Output the full set of records exactly.

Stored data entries
——————————
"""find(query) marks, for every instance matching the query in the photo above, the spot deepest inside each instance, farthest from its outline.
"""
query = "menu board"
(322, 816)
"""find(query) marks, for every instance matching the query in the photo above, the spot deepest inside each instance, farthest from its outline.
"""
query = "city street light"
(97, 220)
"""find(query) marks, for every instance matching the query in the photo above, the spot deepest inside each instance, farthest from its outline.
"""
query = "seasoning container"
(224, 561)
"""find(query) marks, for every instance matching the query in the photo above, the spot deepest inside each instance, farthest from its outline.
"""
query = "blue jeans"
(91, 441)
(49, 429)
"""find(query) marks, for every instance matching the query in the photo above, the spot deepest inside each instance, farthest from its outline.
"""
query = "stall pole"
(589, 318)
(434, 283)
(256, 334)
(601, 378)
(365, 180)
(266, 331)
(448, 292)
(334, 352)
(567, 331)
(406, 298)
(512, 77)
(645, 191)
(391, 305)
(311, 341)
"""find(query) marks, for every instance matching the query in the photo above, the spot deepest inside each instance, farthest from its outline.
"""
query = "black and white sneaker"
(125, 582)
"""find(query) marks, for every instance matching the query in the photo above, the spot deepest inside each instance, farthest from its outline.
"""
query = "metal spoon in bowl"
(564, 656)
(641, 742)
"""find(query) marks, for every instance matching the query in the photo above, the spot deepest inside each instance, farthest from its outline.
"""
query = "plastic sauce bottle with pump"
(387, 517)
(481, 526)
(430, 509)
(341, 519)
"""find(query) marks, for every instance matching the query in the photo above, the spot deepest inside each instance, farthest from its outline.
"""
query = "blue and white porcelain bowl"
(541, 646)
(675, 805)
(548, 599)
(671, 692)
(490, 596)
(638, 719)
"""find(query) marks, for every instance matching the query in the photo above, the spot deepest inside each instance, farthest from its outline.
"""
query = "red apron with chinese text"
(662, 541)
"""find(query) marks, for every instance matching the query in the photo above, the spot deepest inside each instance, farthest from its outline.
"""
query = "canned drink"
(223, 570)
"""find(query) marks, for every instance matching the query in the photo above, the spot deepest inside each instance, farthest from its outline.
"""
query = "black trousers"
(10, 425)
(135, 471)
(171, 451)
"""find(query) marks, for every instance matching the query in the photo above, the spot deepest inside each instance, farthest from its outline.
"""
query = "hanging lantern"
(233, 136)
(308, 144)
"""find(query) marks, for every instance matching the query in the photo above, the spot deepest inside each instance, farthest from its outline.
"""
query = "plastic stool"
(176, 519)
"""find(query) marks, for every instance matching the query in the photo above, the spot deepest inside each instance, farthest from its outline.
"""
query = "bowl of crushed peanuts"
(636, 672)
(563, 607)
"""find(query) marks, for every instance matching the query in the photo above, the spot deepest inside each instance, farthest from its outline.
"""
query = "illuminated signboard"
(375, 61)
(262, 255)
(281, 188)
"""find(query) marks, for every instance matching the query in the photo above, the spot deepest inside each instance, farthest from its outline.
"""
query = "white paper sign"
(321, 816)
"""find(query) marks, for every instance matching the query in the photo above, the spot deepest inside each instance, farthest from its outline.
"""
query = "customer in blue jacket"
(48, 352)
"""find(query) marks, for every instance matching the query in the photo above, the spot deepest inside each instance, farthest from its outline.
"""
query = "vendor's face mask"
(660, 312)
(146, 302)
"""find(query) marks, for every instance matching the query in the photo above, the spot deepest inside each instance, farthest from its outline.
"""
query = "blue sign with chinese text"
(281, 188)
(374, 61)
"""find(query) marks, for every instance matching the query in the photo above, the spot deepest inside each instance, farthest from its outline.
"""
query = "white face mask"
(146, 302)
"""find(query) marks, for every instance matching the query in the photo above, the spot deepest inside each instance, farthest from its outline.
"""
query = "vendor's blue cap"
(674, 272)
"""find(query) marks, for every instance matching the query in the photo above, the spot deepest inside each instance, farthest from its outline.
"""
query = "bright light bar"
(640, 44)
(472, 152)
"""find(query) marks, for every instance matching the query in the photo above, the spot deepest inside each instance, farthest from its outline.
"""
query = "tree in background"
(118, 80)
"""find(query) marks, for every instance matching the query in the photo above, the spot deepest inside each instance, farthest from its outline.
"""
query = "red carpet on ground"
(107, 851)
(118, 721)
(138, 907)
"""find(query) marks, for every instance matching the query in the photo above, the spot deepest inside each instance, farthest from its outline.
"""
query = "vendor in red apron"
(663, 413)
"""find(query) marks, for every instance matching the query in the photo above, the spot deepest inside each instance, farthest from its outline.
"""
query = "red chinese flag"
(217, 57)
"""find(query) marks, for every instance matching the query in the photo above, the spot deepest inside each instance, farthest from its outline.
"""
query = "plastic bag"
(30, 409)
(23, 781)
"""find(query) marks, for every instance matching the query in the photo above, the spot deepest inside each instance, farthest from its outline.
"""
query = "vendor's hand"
——————————
◆ **Task answer**:
"""find(query) marks, for every instance matching the query in the photo above, the spot deepest inside each instance, farthest from its outline.
"""
query = "menu board"
(322, 816)
"""find(query) marks, for every instance matching the query in the photo above, the spot deepest inside each instance, farthest from its outline.
"""
query = "city street light"
(97, 220)
"""find(query) marks, for every instance matching the query in the photo above, the spot deepest inside each instance, farthest from its outline.
"""
query = "seasoning container"
(224, 561)
"""find(query) marks, for every instance matching the query in the photo above, the spot deepest inside each instance, farthest from its outline.
"""
query = "blue jeans"
(91, 441)
(49, 429)
"""find(query) marks, for every instance matching the query in the photo above, the spot deepest inside each instance, farthest from its outline.
"""
query = "stall pole"
(589, 318)
(434, 283)
(256, 334)
(601, 378)
(365, 180)
(266, 331)
(448, 292)
(334, 352)
(567, 331)
(406, 298)
(512, 77)
(645, 191)
(391, 305)
(311, 341)
"""find(query) marks, for every instance matching the query in the photo above, the spot deepest inside each instance, farthest from its outline.
"""
query = "black and white sneaker"
(125, 582)
"""find(query) marks, for every instance matching the query in the photo above, the spot deepest inside each instance, farthest from its outline.
"""
query = "metal spoon in bowl"
(564, 656)
(641, 742)
"""find(query) marks, for every instance matching the query in the photo above, the spot deepest inside each instance, farthest from its outline.
"""
query = "plastic sauce bottle with pump"
(387, 517)
(481, 526)
(430, 509)
(341, 519)
"""find(query) marks, for every instance matching the query in the photo above, the spot deepest inside each instance, farthest from its outline.
"""
query = "blue and white porcelain bowl"
(541, 646)
(675, 805)
(548, 599)
(671, 692)
(490, 596)
(638, 719)
"""find(query) marks, for every instance matching the query in the photo above, the spot deepest inside each instance, farthest from its outline.
"""
query = "red apron with chinese text"
(662, 541)
"""find(query) marks, for every instance matching the query in the photo above, the spot deepest inside each instance, farthest from its outline.
"""
query = "canned drink"
(223, 570)
"""find(query) marks, for every instance matching the query in the photo above, the spot deepest inside each instance, farthest from its outline.
"""
query = "black trousers"
(10, 425)
(135, 471)
(171, 451)
"""find(query) marks, for every instance matching the query in the photo above, the spot deepest inside each instance, farthest from its outline.
"""
query = "hanging lantern"
(233, 136)
(308, 144)
"""find(query) marks, for every instance matching the query in the photo above, the spot deepest inside each instance, farthest from its outline.
"""
query = "plastic stool"
(176, 519)
"""find(query) marks, for every instance matching the query in the photo above, the spot deepest inside each instance, farthest from its outline.
"""
query = "bowl of crushed peanuts"
(636, 672)
(563, 607)
"""find(query) marks, for every instance matching the query in the photo above, the spot deepest inside each instance, farthest from its outline.
"""
query = "illuminated signboard"
(375, 61)
(262, 255)
(281, 188)
"""find(query) marks, for every instance matching the query in the photo above, the spot deepest inside each instance, farthest from its outline.
"""
query = "white paper sign"
(321, 816)
"""find(query) marks, for every instance matching the query in the photo above, the spot deepest inside each instance, farthest from its outline.
"""
query = "customer in blue jacket"
(48, 352)
"""find(query) marks, for every instance matching the query in the photo above, the spot deepest inside each instance, farthest from its outline.
"""
query = "vendor's face mask"
(660, 312)
(146, 302)
"""find(query) marks, for every instance matching the query in the photo above, the spot deepest inside each instance, farthest from its outline.
"""
query = "blue sign with chinese text"
(281, 188)
(374, 61)
"""find(query) marks, for every instance matching the query in the photo above, the spot deepest inside each instance, farthest from its outline.
"""
query = "white face mask"
(146, 302)
"""find(query) marks, for every instance matching the query in the photo above, the spot deepest inside each instance, farthest from its outline.
"""
query = "vendor's blue cap"
(674, 272)
"""find(query) marks, for every instance matching the query in the photo above, the spot deepest inside each instance, farthest from its outline.
"""
query = "bright light bar"
(640, 44)
(472, 152)
"""find(query) marks, for every instance matching the query in the photo above, the spot deepest inside each instance, farthest from its outline.
"""
query = "tree in background"
(118, 80)
"""find(query) marks, for every instance matching the query in the photo above, the spot deepest inside each instance, farthest from its outline.
"""
query = "red carpet on ground"
(107, 851)
(118, 721)
(138, 907)
"""find(query) marks, for every instance matching the query in the photo above, the spot deepest inside each instance, farthest from its outline.
"""
query = "vendor in red apron"
(663, 413)
"""find(query) marks, for every instance matching the query in the photo above, the spot deepest inside each instance, farthest from its outline.
"""
query = "red chinese flag"
(217, 57)
"""find(query) marks, for every instance matching the query in the photo above, the spot deepest inside each instance, farthest from its outline.
"""
query = "plastic bag"
(30, 409)
(23, 781)
"""find(query) marks, for every instance matching the query in the photo above, the spot deepest inside each instance, farthest from its outline.
"""
query = "vendor's hand"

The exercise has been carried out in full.